** DOMANDE DA SVOLGERE **
A. Elenca tutti i personaggi del film che la recensione di «Il filo nascosto» nomina, ciascuno con l'interprete indicato tra parentesi.
B. Rispondi alle domande seguenti in base alla recensione di «Il filo nascosto».
(i) Che mestiere svolge Reynolds?
(ii) Dove incontra Alma e che lavoro fa lei?
(iii) Quale autore, secondo la recensione, varrebbe la pena chiamare in causa?
C. Prosegui la recensione di «Il filo nascosto» a partire dalla sua ultima frase.

** TESTO DI LETTURA **

—————

Eco Del Cinema

Il filo nascosto (2017)

Recensione

“Il filo nascosto” – Recensione: il cinema letterario di Paul Thomas Anderson

Il filo nascosto “Il filo nascosto”, ultima fatica di Paul Thomas Anderson, è un film che non appaga mai lo spettatore dandogli quello che vorrebbe e che si aspetta, ma si incunea nella sua mente e prende direzioni impreviste, come una bella pagina di narrativa.

Una volta di più, con “Il filo nascosto” appare evidente quanto il regista e sceneggiatore Paul Thomas Anderson ami rischiare il tutto per tutto, facendo All-in nel poker del cinema già dopo poche inquadrature dall’inizio del film. Un’elegante prosa cinematografica accompagna lo stilista Reynolds Woodcok (Daniel Day Lewis) nella sua composta routine mattutina; con pochi ma decisi tratti il regista abbozza già la figura di un’austera e ingombrante sorella, Cyril (Lesley Manville); poi l’elegante Reynolds va in un ristorantino di campagna, dove viene servito da una cameriera. Lei è Alma (Vicky Krieps), e questo sarà l’incontro decisivo della vita di Reynolds. Ed ecco che Paul Thomas Anderson incomincia a tessere di nascosto la sua tela nella mente dello spettatore e sceglie di raccontargli questo incontro, tra due esseri umani emotivamente – e cinematograficamente – sgrammaticati, sovvertendo la grammatica cinematografica con un evidente scavalcamento di campo. L’autore sta avvisando chiaramente lo spettatore: non cercate punti fissi, né le scene né la storia vi porteranno nella ‘finta verità’ del cinema.

Oltre alla voluta sgrammaticatura cinematografica, infatti, vediamo come anche i personaggi partoriti dalla mente di Paul Thomas Anderson si comportino in maniera ‘cinematograficamente’ poco credibile. È proprio a causa di questa loro incoerenza che, a guardarli bene, essi sono in realtà ben più reali di quanto non sembri (e qui varrebbe la pena chiamare in causa Pirandello, ma ci si dilungherebbe troppo).

—————

** MATERIALE FORNITO **
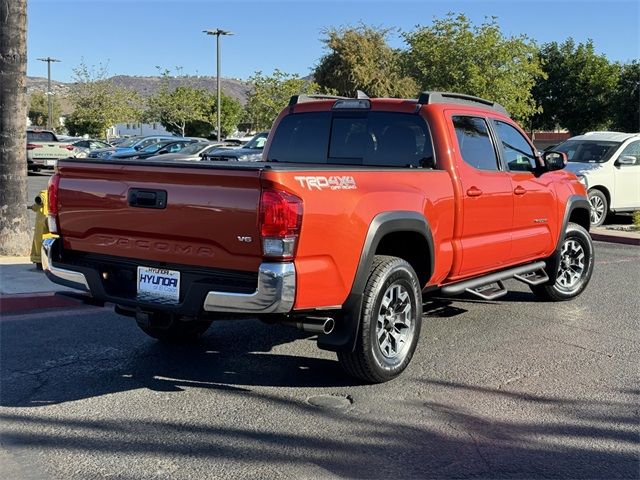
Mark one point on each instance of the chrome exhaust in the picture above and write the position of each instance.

—————

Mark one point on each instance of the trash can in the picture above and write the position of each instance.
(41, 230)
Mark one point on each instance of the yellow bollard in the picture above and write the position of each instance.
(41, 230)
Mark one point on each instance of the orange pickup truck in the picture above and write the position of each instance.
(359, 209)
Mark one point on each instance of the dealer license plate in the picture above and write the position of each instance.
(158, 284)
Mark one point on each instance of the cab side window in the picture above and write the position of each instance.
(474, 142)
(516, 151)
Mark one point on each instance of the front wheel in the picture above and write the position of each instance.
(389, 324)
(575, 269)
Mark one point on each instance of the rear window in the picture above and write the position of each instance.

—————

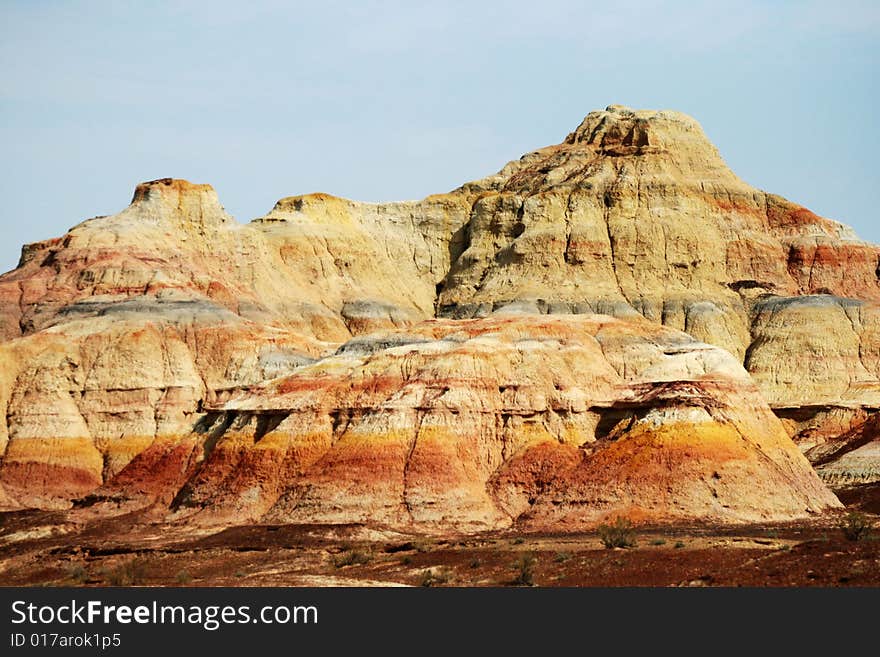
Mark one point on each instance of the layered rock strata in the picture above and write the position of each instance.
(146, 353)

—————

** RISPOSTE **
A.
- Reynolds Woodcok (Daniel Day Lewis)
- Cyril (Lesley Manville)
- Alma (Vicky Krieps)

B.
(i) È uno stilista.
(ii) La incontra in un ristorantino di campagna, dove lei fa la cameriera.
(iii) Pirandello.

C.
Da Cyril e Reynolds, legati da un rapporto di evidente co-dipendenza, ci aspetteremmo uno sviluppo nella storyline che ne metta in luce una qualche oscura morbosità (quasi alla Crimson Peak, per intenderci), ma niente di tutto ciò ci viene dato. Cyril ci sorprende nella sua ambiguità: all’inizio siamo portati a credere che sia gelosa delle donne di Reynolds, poi però notiamo in lei una scintilla di interesse nei confronti di Alma, appena abbozzata ma palpabile. Paul Thomas Anderson non ci dà quella perversione gotica che vorremmo, perché Cyril forse è più complice di Alma di quanto non sembri… ma nemmeno questo ci viene mostrato: è solo un’impressione, una bozza che il regista vuole lasciare lì e che sceglie deliberatamente di non approfondire per non assecondarci mai.

Alma, cameriera straniera proveniente da un indefinito paese del continente europeo, è una donna della working class che si invaghisce dell’uomo-incarnazione diretta dell’alta società. Da lei ci aspetteremmo o sottomissione o presa di potere machiavellica (che intravediamo come nel remake de L’inganno che Sofia Coppola ci ha proposto quest’anno). Di nuovo, però, Anderson gioca perversamente con noi, scegliendo di raccontarci che questa donna è attratta sì dal potere, ma forse è ancora più attratta dalla vulnerabilità.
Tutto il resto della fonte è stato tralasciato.